Exercise task.
Count the lines below that contain the word "trace" and reply with only that number.

Task material.
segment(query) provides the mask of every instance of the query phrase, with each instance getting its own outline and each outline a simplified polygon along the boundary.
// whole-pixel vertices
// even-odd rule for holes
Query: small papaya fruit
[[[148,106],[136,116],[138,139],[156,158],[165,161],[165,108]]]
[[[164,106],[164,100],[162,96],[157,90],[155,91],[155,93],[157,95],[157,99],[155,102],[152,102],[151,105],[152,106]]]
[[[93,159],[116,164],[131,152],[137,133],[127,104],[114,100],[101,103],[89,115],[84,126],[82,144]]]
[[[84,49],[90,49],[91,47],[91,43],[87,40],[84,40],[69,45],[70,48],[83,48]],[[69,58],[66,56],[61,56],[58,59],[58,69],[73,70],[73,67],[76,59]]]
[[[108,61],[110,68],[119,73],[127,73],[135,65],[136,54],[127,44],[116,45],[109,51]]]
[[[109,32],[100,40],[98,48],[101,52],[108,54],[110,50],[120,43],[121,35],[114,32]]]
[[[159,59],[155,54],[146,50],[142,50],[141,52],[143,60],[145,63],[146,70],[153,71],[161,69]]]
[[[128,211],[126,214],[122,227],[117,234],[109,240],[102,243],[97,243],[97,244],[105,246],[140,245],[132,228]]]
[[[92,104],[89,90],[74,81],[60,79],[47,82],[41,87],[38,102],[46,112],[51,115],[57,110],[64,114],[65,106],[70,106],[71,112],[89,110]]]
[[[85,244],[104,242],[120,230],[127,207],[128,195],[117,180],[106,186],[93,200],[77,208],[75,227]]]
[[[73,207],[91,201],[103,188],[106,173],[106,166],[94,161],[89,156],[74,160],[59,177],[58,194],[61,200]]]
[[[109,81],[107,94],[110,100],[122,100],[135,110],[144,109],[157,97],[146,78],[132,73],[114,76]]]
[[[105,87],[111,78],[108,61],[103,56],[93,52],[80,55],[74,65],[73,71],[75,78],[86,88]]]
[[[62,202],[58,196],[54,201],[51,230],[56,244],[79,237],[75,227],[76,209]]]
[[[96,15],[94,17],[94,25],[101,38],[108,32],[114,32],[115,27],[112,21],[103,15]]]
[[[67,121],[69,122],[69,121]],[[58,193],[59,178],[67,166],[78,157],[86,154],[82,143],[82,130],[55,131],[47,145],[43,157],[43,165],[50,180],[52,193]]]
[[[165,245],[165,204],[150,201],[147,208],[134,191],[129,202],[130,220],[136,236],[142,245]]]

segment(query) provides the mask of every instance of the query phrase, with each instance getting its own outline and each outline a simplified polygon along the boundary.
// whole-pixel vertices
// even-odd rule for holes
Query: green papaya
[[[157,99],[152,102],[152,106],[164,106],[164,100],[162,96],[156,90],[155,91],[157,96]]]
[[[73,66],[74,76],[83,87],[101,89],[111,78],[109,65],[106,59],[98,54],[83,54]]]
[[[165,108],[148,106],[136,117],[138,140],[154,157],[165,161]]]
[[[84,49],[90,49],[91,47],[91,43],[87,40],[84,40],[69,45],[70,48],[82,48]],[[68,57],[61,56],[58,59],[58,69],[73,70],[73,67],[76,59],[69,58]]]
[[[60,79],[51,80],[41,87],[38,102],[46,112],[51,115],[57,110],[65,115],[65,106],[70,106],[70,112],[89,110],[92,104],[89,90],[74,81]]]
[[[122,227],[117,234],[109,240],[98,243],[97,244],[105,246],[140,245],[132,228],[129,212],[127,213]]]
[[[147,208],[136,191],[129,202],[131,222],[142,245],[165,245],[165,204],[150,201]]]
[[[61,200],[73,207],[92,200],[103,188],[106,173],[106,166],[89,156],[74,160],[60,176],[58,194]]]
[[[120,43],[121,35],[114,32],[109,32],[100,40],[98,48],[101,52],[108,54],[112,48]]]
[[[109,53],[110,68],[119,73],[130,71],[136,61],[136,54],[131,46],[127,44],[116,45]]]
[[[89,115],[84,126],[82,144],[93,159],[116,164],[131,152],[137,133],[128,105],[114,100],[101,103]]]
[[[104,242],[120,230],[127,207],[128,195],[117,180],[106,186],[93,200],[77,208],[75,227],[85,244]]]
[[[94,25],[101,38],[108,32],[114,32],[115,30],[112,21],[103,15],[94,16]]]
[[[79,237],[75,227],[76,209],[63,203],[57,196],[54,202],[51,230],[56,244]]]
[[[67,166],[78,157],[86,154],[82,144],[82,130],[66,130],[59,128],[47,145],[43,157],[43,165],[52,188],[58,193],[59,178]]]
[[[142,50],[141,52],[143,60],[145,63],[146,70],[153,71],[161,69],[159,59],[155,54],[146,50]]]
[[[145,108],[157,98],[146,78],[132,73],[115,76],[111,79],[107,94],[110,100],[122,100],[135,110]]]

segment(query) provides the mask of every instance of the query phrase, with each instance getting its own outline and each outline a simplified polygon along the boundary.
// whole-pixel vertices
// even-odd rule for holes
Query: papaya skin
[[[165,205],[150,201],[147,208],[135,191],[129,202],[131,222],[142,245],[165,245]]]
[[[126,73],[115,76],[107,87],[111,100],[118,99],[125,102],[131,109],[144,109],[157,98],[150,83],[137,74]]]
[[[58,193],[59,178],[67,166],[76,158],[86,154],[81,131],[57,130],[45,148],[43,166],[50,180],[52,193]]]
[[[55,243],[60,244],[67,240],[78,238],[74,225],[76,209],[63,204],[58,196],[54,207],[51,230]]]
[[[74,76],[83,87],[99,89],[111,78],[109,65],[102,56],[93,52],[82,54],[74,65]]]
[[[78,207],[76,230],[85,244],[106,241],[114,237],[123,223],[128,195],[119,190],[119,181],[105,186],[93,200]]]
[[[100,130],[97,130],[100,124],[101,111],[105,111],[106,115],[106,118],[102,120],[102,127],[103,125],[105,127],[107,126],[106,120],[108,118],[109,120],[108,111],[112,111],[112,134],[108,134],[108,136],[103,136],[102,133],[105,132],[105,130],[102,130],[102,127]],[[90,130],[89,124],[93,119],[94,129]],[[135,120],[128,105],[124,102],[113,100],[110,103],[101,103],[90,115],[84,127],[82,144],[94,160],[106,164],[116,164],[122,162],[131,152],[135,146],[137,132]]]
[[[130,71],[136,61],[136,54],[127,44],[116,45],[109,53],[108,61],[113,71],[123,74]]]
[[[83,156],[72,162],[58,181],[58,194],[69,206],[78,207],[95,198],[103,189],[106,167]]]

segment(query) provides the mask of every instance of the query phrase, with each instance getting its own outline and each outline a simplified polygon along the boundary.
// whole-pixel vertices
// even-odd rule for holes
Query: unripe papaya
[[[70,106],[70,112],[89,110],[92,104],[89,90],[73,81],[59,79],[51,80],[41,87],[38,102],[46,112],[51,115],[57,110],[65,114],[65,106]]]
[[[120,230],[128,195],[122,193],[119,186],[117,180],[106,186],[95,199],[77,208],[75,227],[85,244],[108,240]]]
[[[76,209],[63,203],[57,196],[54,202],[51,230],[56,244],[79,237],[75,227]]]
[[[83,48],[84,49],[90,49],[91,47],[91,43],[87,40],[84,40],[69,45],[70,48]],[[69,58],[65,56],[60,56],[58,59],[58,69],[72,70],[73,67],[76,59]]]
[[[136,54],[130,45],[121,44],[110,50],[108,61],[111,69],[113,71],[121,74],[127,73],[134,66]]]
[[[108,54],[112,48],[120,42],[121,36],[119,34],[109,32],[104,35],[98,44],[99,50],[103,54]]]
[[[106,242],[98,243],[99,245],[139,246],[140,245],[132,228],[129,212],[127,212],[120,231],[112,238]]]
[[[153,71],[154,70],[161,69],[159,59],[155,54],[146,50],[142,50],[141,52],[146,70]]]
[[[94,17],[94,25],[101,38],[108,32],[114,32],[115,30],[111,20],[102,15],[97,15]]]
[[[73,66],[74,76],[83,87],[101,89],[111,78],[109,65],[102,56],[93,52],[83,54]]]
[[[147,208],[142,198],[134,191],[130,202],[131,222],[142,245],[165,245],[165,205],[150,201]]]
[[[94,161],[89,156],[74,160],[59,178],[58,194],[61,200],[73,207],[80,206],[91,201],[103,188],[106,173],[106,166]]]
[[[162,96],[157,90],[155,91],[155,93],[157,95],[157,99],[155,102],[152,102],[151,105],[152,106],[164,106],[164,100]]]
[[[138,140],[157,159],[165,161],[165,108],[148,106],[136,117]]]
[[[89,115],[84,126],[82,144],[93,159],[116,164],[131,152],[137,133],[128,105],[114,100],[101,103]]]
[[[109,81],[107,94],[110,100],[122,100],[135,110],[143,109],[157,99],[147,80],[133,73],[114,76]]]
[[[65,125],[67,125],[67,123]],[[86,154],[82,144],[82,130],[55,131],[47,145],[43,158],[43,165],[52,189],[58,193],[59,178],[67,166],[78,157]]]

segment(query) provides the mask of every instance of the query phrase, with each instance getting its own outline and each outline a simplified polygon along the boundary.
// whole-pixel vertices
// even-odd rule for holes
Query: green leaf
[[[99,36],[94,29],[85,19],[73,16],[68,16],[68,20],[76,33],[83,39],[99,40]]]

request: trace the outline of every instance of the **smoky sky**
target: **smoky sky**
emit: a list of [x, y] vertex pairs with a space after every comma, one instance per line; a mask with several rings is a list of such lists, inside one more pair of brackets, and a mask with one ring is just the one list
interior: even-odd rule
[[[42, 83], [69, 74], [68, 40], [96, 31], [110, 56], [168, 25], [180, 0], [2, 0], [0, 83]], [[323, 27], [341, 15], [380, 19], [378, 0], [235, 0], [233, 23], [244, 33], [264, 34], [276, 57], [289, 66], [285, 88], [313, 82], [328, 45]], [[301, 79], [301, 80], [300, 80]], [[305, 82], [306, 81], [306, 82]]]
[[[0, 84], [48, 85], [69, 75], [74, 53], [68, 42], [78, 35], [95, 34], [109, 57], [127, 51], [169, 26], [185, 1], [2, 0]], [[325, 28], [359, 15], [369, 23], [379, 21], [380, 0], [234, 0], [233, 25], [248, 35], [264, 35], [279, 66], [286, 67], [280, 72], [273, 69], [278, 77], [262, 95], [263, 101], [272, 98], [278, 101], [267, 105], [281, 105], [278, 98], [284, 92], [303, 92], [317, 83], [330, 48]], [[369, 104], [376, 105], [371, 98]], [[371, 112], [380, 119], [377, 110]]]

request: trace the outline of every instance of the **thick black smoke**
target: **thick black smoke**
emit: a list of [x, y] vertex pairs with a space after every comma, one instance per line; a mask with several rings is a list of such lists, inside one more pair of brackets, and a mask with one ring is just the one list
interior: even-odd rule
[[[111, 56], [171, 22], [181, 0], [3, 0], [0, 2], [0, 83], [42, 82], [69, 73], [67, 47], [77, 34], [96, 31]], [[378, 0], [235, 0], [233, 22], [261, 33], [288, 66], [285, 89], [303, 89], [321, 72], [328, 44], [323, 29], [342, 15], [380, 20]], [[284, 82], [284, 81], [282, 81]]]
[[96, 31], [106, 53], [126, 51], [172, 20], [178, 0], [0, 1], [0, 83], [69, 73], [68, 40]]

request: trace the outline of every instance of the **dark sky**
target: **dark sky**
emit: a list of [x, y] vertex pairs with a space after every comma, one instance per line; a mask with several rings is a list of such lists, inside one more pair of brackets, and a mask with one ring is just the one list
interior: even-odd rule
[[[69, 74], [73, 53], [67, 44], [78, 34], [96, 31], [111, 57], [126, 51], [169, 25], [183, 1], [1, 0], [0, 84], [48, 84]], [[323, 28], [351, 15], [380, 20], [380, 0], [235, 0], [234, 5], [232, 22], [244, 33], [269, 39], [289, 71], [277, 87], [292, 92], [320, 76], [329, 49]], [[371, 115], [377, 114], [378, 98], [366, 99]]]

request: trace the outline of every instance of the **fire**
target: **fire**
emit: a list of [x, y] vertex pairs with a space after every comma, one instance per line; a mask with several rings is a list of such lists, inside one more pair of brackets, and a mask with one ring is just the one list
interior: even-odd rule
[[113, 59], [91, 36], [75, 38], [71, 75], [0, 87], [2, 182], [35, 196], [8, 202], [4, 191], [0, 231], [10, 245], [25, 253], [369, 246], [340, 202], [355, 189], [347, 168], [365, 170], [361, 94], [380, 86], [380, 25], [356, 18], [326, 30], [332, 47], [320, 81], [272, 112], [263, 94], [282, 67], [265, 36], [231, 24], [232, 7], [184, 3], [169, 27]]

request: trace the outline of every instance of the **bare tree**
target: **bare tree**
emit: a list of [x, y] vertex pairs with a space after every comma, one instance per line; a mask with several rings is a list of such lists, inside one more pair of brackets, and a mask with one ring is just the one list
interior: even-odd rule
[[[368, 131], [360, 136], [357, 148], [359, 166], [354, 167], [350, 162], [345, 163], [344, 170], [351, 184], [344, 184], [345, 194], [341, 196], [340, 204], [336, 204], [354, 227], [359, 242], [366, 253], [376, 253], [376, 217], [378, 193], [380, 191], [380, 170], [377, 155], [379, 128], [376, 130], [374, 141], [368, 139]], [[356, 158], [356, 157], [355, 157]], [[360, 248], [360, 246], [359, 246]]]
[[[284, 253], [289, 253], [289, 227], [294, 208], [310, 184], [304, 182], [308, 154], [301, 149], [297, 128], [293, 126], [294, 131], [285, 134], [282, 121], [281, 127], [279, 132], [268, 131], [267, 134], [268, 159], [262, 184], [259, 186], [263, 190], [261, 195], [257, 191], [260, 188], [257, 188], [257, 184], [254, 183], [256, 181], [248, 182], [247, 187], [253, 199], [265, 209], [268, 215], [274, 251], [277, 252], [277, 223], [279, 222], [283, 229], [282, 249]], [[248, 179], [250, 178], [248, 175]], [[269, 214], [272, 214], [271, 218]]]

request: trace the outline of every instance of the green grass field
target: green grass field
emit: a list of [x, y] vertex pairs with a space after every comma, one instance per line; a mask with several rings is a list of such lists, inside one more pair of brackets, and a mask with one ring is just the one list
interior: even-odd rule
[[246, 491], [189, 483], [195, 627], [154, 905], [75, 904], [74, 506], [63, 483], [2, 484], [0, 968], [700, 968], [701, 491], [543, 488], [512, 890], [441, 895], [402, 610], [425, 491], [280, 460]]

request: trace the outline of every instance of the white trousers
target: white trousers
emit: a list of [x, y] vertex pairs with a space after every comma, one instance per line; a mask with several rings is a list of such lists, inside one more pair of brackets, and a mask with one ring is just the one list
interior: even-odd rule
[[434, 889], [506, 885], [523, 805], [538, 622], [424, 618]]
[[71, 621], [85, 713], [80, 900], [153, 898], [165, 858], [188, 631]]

Solution for this exercise.
7